══ DATA SUPPLIED
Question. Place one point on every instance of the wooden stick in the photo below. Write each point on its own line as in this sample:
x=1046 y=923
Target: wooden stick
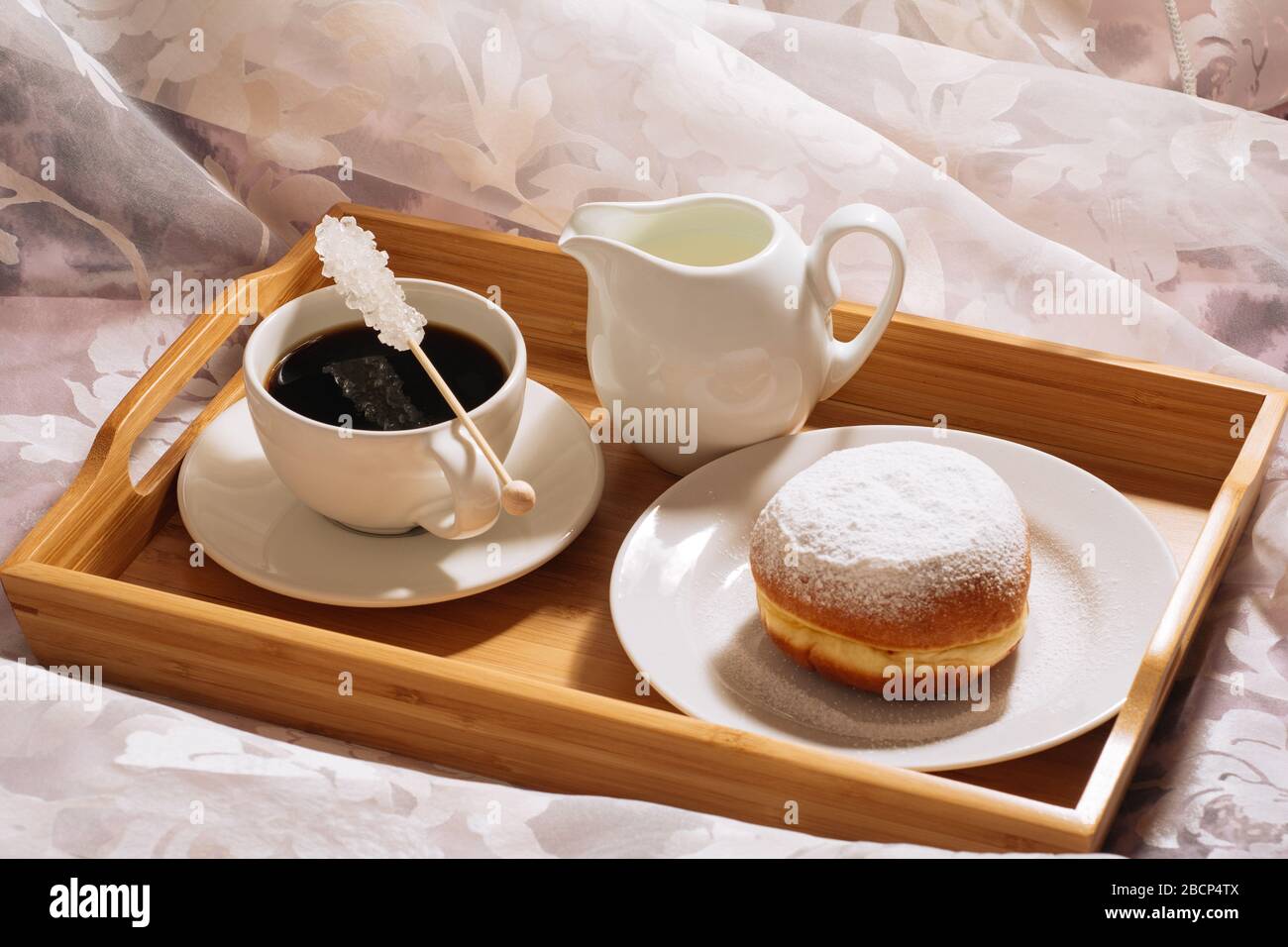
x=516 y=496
════
══ DATA SUPPLIED
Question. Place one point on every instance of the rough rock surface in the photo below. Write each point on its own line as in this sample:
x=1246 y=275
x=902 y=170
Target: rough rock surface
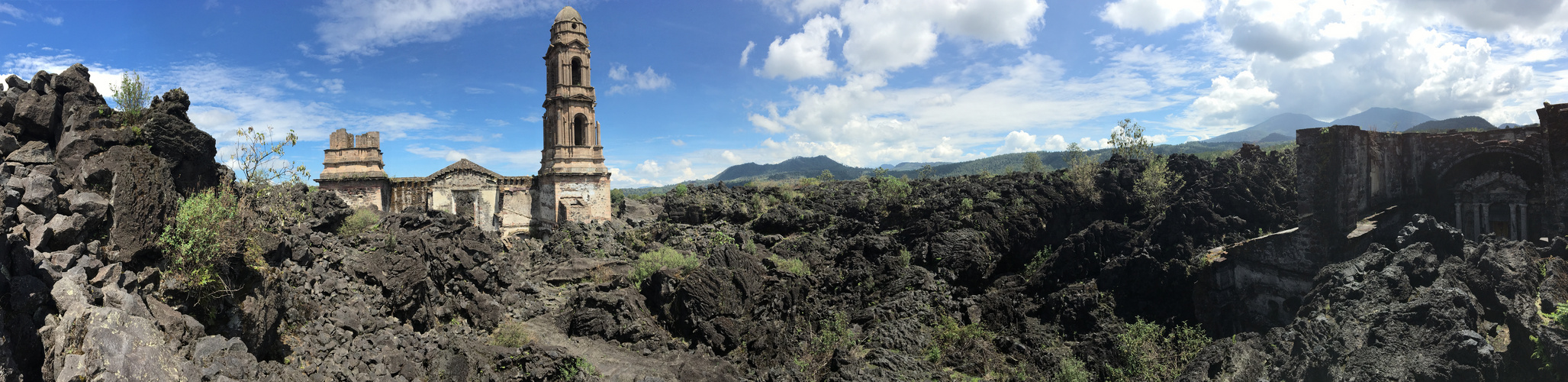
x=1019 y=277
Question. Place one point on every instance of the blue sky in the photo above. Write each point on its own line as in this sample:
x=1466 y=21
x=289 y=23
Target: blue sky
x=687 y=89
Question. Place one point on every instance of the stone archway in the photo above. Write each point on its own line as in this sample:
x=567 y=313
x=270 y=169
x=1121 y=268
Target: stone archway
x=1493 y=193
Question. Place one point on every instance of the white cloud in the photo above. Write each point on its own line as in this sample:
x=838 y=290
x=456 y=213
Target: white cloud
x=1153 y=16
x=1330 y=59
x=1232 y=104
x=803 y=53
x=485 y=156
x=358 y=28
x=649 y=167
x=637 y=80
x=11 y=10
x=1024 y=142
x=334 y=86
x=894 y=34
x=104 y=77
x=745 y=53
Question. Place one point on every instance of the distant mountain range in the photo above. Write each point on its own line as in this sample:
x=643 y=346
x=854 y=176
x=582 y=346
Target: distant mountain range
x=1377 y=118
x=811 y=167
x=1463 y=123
════
- [WHAT IS NEEDED]
Reproduce the records word for word, from the line containing "Question. Place one point on every instance of the wooden" through the line containing "x=516 y=496", with both of those lines included. Omit the picture from your reproduction.

- [SOLUTION FOR THIS TASK]
Question. Place one point on every instance of the wooden stick in the photo below. Write each point on its own line as in this sample:
x=1046 y=923
Target: wooden stick
x=516 y=496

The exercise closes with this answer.